§ **Brief**: According to the article on nasogastric feeding in acute pancreatitis, why is enteral nutrition seen as complicated? Answer in one to three sentences.

§ **Excerpt provided**:
Article

Does Nasogastric Enteral Nutrition Work in Acute Pancreatitis?

In a first-of-its-kind study, investigators compared the effects of nasogastric and nasointestinal feeding in severe acute pancreatitis.

Severe acute pancreatitis (SAP) requires an adequate nutritional support. Enteral nutrition (EN) should be preferred to total parenteral nutrition in patients with SAP, as it is associated with reduced mortality and complications. However, in clinical practice EN is employed far less frequently than it should.

The main obstacle to EN diffusion is that it is considered complicated, as to ensure full pancreatic rest, nutrition tubes should be placed in the jejunum, requiring often troublesome procedures. In the past few years, it has been proposed that EN through nasogastric (NG) tubes may be a simple, safe and equally valid alternative to nasojejunal tubes.

A research article published in the World Journal of Gastroenterology addresses this question. The authors speculated that a pragmatic possibility in real-world clinical practice would be to employ NG feeding whenever tube migration to the jejunum of bedside inserted feeding tubes does not occur spontaneously. They therefore aimed at assessing the rate of spontaneous distal migration of EN tubes in patients with predicted SAP, to identify possible factors associated with it, and to compare the safety and tolerability of EN with an elemental formula in patients who started nutrition with a "proximal", NG or a "distal", naso-intestinal tube, depending on the success of spontaneous tube migration.

§ **Extracted records**:
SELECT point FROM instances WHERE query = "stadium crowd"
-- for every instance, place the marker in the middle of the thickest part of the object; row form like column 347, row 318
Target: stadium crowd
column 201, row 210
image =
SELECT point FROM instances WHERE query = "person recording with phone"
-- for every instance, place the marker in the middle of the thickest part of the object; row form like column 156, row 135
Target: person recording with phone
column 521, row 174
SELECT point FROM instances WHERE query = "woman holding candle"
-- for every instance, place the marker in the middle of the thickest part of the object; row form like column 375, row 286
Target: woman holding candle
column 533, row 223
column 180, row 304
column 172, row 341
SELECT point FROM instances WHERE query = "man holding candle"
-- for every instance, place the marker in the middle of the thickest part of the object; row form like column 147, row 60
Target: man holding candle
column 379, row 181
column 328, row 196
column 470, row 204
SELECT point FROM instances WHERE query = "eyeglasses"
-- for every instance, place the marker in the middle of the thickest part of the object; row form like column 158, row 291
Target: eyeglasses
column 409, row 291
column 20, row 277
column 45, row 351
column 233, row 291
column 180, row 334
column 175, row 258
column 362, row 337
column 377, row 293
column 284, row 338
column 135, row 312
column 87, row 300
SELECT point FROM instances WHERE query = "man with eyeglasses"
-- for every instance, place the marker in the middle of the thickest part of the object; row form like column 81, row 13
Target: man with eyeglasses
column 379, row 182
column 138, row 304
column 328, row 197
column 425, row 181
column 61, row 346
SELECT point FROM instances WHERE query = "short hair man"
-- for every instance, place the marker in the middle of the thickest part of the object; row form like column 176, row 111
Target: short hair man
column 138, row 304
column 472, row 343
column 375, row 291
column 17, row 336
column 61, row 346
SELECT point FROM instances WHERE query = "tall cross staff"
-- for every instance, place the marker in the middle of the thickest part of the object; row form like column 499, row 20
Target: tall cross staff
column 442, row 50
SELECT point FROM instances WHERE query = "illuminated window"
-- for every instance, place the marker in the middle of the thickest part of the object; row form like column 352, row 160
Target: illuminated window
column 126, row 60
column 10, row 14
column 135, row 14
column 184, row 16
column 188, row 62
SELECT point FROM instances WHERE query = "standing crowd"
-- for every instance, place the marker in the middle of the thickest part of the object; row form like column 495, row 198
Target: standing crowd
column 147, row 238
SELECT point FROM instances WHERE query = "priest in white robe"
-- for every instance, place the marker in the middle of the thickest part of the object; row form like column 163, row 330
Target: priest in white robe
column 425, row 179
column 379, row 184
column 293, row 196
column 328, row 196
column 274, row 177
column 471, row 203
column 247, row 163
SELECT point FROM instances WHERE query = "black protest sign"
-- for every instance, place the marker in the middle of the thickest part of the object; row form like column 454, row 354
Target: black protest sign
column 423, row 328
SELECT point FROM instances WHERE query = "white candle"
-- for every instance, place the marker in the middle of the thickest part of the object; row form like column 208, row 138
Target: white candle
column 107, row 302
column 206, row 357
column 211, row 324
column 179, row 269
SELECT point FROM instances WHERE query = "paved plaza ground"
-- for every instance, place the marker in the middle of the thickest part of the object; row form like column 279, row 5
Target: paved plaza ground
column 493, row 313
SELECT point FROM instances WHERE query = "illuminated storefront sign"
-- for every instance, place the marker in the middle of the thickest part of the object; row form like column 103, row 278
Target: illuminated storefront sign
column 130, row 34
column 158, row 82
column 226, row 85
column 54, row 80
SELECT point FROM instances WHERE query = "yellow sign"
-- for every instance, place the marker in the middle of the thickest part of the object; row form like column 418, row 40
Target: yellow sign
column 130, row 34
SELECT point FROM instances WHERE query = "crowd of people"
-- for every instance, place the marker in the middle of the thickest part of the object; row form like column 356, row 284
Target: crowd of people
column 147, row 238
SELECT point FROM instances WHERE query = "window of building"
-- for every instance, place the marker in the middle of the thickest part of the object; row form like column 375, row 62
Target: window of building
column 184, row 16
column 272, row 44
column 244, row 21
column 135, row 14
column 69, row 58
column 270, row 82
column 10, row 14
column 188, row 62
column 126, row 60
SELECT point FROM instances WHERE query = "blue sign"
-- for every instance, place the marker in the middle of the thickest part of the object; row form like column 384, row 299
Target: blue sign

§ **Answer to the exercise**: Enteral nutrition is seen as complicated because full pancreatic rest requires placing the feeding tubes in the jejunum. Getting them there often takes troublesome procedures, and this is the main obstacle to its wider use.